→ Activity
The result should be every line in the material below containing the string "shoulder".
-- Input data follows --
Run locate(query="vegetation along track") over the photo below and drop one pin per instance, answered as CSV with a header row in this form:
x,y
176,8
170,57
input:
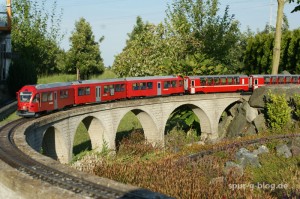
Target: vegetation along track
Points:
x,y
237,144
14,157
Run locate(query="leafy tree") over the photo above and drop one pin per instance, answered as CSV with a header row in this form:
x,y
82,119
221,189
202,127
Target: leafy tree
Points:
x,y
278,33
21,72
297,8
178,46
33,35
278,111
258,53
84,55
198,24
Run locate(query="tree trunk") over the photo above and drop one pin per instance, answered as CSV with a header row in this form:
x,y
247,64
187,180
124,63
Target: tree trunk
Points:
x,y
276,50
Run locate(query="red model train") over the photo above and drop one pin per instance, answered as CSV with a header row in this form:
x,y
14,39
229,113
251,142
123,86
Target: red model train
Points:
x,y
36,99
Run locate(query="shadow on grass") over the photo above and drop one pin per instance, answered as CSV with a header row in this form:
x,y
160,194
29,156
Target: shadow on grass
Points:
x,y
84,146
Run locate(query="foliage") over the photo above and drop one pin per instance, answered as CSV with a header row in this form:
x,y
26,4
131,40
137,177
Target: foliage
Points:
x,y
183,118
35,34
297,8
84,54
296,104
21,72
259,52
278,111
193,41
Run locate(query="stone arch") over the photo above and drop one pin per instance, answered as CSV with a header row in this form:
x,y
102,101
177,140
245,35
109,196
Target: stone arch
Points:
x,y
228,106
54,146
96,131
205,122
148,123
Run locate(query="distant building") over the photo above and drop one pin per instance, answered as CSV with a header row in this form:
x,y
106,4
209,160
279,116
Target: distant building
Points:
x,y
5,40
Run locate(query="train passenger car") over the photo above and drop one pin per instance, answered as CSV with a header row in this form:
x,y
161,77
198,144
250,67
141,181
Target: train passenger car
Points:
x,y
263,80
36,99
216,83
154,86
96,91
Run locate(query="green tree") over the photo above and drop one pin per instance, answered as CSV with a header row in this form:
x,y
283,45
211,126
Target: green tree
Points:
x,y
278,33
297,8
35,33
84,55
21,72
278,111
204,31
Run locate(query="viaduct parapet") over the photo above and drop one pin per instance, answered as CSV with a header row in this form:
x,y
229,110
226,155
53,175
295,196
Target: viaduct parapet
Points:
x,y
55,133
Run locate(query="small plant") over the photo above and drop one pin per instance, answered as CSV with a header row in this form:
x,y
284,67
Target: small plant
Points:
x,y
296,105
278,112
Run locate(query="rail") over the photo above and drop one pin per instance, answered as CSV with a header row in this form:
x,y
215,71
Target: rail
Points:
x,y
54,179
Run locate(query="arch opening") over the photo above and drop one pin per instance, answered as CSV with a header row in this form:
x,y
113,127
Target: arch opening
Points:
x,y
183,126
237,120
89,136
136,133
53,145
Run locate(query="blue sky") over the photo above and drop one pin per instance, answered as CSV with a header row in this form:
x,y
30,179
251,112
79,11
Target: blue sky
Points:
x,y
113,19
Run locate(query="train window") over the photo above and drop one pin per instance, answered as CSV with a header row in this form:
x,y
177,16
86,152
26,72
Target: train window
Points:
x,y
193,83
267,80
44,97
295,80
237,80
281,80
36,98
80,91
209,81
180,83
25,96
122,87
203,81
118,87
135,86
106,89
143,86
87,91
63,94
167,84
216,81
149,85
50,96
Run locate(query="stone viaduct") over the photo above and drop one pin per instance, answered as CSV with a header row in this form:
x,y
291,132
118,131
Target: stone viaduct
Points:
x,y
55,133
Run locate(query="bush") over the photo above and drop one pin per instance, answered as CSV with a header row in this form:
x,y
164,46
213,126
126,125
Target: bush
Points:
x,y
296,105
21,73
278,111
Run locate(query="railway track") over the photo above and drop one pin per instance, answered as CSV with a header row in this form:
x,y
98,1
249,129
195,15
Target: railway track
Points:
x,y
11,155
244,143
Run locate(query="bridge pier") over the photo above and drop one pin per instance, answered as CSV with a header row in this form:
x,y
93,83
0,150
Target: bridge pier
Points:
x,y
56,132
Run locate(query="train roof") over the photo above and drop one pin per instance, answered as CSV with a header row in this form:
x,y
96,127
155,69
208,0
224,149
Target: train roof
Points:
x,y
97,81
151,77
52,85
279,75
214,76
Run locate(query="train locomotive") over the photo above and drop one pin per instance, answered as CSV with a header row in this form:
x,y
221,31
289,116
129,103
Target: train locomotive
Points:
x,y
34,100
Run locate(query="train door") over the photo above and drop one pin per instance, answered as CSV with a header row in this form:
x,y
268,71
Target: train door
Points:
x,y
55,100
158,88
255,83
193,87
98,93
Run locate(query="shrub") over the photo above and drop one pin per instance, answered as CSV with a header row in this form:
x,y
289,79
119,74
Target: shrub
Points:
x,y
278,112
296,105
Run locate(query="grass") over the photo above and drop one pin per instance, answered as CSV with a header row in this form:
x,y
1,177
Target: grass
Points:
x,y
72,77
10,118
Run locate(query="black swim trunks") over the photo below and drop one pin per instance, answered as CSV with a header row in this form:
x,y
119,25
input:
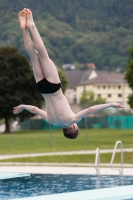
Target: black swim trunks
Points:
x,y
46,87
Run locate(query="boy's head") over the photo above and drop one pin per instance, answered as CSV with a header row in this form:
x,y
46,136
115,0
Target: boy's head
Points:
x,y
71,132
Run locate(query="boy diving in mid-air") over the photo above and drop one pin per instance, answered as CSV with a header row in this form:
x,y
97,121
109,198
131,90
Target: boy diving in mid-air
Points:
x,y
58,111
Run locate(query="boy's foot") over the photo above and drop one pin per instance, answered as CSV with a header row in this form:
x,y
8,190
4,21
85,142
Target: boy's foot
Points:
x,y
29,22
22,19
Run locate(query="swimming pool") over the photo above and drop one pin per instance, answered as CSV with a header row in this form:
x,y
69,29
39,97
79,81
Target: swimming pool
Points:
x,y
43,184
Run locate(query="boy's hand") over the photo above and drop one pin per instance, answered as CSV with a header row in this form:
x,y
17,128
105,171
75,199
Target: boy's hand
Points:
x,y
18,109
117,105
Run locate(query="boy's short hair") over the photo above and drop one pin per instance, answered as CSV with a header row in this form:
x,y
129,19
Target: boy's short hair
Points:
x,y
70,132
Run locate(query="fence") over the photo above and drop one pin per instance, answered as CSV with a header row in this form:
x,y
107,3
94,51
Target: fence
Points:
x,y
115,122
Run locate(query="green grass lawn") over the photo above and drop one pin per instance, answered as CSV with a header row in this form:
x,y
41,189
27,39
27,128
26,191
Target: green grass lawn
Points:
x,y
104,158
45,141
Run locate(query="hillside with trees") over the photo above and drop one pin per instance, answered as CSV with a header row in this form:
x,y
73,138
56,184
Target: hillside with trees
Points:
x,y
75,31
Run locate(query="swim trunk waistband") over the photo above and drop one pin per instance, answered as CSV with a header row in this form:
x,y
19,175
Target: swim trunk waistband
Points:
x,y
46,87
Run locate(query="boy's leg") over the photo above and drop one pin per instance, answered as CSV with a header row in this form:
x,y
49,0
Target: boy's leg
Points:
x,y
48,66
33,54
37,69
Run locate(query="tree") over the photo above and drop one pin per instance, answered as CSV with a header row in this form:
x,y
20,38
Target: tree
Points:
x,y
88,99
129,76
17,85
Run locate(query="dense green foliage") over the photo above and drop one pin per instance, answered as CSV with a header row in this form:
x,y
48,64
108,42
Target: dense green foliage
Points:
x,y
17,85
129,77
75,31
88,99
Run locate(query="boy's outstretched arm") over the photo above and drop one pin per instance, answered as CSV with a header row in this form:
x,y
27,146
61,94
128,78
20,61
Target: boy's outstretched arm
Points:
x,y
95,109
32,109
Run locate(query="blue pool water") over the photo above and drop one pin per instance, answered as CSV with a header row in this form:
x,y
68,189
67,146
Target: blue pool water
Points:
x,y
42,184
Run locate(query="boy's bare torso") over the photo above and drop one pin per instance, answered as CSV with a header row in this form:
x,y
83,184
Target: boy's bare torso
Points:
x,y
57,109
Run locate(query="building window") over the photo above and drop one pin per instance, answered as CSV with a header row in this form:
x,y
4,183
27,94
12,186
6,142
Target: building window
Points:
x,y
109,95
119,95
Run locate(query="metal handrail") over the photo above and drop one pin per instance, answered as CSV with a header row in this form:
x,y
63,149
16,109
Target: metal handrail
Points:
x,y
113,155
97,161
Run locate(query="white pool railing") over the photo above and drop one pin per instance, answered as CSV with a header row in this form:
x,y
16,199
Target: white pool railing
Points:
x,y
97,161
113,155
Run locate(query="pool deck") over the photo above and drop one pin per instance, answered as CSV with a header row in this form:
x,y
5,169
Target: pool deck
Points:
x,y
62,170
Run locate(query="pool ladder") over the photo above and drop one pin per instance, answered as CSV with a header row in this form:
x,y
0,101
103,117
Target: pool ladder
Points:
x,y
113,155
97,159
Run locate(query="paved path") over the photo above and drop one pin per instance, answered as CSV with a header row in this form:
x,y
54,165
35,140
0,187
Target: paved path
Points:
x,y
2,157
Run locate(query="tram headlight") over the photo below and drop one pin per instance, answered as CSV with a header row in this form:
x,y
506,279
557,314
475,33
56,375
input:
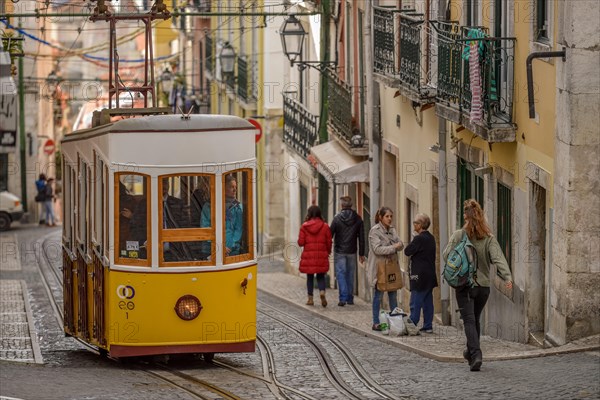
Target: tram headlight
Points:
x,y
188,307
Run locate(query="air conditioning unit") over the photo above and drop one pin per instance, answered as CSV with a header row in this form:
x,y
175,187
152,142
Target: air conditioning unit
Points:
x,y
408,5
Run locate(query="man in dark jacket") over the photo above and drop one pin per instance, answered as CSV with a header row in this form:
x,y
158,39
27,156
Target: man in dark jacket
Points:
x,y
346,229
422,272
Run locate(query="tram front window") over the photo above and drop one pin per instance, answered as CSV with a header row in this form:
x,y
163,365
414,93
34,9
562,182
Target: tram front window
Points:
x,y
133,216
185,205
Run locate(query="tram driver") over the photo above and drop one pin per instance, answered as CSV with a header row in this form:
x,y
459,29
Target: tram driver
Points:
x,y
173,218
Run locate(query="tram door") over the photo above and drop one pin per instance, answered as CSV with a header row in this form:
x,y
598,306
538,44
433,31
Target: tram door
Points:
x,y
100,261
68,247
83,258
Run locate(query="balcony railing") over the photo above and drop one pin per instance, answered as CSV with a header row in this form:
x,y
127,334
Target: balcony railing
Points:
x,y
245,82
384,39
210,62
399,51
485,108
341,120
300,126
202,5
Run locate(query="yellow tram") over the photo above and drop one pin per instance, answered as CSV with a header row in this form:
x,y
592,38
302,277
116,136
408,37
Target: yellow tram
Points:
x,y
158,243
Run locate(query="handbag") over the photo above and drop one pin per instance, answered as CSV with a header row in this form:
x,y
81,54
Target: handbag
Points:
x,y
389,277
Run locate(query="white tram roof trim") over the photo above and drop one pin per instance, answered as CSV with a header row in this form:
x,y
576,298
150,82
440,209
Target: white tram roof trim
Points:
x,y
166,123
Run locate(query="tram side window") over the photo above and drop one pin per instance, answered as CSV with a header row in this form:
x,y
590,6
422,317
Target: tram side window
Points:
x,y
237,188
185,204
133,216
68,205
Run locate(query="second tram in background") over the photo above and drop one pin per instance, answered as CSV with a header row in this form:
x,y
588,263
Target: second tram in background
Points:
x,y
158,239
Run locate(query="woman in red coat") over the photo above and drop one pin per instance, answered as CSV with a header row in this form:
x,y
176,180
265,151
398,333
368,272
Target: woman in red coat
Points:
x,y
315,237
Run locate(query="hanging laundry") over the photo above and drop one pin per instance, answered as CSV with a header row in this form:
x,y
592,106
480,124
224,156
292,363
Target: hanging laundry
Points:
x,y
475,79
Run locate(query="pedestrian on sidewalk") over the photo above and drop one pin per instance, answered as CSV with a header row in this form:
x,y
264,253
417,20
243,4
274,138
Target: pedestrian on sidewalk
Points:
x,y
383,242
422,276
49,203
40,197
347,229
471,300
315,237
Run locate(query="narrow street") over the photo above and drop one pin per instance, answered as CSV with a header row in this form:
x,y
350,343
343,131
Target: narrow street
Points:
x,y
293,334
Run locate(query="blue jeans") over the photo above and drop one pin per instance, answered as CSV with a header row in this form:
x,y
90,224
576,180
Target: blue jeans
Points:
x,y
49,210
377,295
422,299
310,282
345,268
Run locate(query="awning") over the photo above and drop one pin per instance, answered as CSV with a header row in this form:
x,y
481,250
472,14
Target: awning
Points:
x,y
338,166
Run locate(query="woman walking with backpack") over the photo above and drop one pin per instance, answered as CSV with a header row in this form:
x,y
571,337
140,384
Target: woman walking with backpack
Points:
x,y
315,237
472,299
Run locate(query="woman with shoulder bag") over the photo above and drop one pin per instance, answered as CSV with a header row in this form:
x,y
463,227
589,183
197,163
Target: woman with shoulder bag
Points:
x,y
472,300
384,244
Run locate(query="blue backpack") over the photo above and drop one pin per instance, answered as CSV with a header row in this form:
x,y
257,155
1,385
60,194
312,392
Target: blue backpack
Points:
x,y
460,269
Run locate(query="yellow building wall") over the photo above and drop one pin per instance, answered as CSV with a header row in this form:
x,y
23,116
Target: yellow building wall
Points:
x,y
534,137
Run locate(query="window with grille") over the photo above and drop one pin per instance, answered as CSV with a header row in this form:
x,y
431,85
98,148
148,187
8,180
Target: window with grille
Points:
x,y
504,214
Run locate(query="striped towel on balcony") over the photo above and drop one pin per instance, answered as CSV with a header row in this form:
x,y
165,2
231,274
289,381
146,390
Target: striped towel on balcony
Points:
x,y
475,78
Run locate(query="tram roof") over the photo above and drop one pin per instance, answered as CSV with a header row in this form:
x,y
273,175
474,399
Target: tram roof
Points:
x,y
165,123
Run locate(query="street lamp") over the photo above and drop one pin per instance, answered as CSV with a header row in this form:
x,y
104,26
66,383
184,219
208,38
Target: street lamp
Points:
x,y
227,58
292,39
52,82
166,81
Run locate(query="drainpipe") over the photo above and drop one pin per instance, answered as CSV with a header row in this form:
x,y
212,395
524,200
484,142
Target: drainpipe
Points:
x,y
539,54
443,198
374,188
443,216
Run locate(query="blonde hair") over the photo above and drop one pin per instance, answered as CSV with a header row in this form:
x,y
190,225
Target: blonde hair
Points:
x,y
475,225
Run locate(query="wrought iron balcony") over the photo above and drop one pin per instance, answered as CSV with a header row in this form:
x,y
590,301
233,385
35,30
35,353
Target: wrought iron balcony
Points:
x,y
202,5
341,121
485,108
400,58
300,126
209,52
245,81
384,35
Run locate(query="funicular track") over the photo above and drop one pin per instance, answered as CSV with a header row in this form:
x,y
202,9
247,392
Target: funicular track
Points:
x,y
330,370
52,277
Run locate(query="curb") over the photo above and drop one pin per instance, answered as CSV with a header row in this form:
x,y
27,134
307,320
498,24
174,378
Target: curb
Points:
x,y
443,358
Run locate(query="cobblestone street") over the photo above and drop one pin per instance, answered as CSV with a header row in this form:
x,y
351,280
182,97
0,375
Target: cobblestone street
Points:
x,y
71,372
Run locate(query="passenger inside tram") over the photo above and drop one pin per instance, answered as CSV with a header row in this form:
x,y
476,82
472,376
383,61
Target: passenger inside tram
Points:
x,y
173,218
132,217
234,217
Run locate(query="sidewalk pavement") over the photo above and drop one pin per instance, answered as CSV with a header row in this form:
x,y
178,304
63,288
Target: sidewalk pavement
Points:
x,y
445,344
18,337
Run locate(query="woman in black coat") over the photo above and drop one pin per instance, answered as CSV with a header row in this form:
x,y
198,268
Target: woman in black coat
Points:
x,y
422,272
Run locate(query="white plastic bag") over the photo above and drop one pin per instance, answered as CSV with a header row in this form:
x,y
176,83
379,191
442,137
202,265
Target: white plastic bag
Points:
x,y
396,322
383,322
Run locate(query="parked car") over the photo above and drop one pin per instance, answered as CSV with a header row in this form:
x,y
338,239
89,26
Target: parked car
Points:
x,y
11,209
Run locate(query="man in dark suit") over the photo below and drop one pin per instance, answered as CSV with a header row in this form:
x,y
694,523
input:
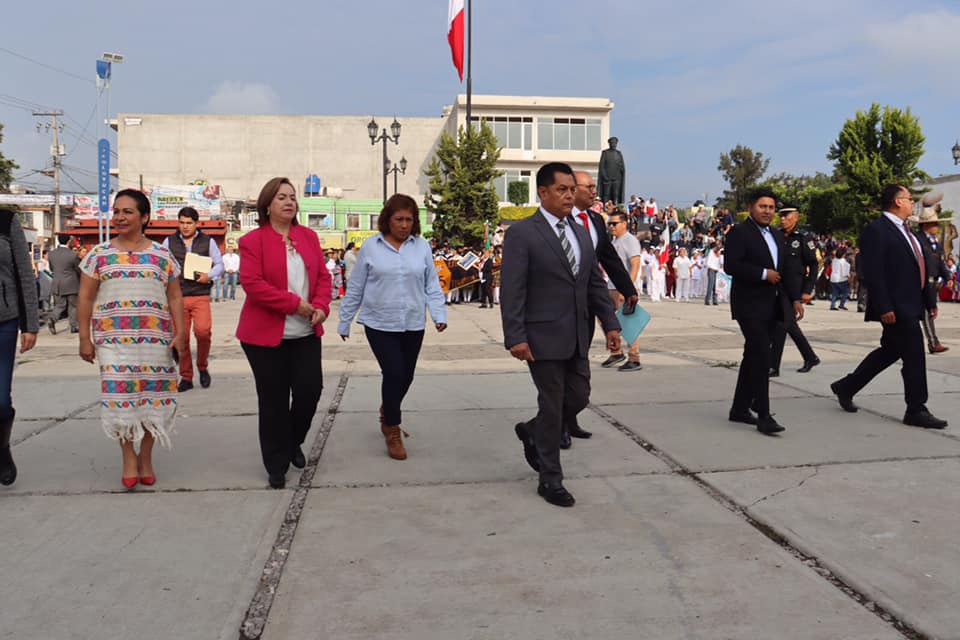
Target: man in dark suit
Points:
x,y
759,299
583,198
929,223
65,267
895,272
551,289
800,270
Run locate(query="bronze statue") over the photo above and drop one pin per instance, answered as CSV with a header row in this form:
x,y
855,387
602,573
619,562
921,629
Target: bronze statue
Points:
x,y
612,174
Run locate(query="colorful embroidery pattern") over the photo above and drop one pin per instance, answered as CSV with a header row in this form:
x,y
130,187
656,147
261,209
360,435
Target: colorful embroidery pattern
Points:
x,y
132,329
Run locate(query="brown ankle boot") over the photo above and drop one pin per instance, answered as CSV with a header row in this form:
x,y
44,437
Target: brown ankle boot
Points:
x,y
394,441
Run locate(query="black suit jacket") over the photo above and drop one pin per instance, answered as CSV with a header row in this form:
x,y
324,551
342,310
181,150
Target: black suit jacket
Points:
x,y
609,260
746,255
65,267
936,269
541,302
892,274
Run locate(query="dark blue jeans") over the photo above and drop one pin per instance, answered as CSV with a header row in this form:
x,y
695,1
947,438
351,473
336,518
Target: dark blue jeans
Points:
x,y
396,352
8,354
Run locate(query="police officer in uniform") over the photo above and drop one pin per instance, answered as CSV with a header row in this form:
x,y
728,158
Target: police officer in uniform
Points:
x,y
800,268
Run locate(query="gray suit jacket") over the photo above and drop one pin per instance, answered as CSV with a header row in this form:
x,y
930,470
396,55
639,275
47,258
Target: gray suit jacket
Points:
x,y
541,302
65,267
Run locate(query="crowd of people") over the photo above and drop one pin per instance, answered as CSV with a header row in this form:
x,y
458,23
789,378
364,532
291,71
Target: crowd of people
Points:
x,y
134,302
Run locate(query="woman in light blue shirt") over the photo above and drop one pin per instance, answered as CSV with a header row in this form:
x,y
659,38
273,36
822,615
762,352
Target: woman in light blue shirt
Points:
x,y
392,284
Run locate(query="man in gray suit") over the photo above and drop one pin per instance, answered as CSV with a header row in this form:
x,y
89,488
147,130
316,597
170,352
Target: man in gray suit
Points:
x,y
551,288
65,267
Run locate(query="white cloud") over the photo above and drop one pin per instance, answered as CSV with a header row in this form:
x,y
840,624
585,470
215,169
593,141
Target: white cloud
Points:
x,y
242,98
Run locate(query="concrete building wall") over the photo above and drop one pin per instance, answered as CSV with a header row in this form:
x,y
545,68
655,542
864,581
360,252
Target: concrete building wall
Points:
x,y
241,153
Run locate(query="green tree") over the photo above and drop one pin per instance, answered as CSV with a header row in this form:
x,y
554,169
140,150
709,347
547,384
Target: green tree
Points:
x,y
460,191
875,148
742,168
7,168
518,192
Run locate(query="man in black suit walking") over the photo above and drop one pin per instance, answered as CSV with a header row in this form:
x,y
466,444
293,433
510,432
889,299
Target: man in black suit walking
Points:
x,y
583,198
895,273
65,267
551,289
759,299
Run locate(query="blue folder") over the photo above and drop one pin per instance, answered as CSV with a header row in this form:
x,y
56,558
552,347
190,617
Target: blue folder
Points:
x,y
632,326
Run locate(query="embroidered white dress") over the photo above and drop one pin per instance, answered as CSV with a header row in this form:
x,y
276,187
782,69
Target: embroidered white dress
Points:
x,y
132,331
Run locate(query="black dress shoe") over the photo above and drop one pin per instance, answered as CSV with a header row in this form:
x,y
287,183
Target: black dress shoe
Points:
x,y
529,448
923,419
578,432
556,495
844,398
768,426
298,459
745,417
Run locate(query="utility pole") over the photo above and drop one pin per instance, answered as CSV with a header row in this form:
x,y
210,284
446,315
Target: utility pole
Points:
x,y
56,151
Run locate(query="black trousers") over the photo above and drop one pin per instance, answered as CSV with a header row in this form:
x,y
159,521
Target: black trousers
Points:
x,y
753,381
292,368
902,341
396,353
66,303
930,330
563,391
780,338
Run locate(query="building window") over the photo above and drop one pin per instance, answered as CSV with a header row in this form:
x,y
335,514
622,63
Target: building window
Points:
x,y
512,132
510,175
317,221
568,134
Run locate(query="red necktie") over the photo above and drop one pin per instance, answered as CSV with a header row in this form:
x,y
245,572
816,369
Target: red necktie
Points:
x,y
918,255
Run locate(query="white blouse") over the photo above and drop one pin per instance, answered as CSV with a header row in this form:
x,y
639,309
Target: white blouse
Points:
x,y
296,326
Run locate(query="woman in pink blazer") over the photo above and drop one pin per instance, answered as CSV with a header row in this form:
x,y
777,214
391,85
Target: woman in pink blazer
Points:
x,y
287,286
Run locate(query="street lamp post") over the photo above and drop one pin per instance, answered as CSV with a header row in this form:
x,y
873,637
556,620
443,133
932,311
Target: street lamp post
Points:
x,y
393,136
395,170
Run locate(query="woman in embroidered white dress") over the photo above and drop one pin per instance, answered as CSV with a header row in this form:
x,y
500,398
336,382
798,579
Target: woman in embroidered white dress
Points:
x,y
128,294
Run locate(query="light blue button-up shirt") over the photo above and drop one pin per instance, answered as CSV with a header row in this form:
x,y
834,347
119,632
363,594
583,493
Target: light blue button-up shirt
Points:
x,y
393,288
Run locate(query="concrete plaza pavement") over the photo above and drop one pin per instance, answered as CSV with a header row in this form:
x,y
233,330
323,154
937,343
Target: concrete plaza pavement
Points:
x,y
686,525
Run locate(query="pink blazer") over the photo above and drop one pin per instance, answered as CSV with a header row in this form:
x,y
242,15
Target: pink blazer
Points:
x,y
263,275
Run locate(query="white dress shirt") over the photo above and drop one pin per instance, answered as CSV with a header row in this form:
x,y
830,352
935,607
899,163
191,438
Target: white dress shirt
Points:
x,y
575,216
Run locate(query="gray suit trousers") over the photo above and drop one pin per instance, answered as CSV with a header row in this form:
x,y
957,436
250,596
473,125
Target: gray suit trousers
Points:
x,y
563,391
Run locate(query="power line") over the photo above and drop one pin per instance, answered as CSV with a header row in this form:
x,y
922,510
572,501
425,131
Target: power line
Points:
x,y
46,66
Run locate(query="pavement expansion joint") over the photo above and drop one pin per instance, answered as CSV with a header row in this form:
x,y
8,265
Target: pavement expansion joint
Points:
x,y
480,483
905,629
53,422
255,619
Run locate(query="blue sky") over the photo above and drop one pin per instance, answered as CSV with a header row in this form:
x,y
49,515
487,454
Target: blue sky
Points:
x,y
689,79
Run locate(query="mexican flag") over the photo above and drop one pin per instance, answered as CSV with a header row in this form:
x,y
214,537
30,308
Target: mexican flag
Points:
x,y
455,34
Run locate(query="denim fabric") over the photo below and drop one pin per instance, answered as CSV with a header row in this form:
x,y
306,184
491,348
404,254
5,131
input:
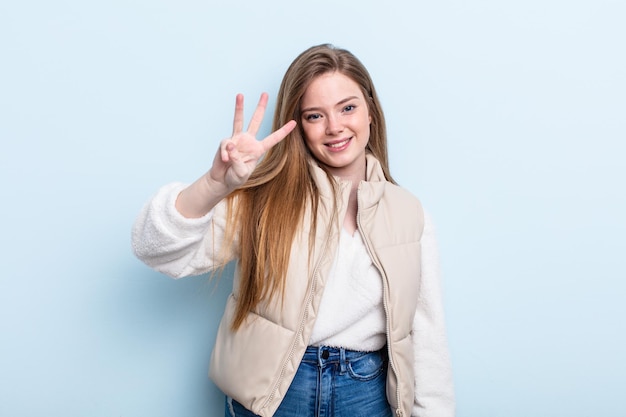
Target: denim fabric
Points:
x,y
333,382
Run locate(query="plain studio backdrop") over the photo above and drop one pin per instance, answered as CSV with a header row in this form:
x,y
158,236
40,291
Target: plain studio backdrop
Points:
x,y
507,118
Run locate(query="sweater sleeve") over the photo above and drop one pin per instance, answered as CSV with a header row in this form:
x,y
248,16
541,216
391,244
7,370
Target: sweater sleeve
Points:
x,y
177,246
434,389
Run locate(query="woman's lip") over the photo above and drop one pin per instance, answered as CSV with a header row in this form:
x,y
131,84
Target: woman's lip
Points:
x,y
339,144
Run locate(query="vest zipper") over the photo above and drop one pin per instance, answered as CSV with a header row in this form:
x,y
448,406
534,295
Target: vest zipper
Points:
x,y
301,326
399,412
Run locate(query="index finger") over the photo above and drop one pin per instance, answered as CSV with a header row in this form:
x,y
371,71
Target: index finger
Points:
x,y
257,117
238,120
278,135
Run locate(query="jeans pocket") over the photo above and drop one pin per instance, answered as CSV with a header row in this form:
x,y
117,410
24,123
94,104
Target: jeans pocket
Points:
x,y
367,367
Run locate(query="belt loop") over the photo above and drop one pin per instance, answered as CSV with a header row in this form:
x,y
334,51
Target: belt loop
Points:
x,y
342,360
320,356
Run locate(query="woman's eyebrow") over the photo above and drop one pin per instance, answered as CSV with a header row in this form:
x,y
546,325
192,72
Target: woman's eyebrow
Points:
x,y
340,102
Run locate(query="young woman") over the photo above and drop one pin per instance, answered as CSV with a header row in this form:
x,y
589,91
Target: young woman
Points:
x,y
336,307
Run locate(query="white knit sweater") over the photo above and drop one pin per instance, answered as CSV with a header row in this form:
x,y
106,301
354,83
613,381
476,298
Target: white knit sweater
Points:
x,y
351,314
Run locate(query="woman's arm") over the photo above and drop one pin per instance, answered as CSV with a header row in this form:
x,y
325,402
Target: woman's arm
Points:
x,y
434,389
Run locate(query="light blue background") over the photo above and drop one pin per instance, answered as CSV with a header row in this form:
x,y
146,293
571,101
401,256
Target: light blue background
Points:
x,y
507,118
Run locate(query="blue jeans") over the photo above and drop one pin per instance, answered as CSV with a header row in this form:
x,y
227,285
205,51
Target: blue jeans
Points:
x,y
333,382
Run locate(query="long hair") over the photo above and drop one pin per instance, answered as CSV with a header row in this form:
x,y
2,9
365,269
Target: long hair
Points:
-- Input data concluded --
→ Result for this task
Run locate(query="woman with shoulder bag") over the photo above and drop one pin per instance, answered as CSV with a header row in this form:
Target: woman with shoulder bag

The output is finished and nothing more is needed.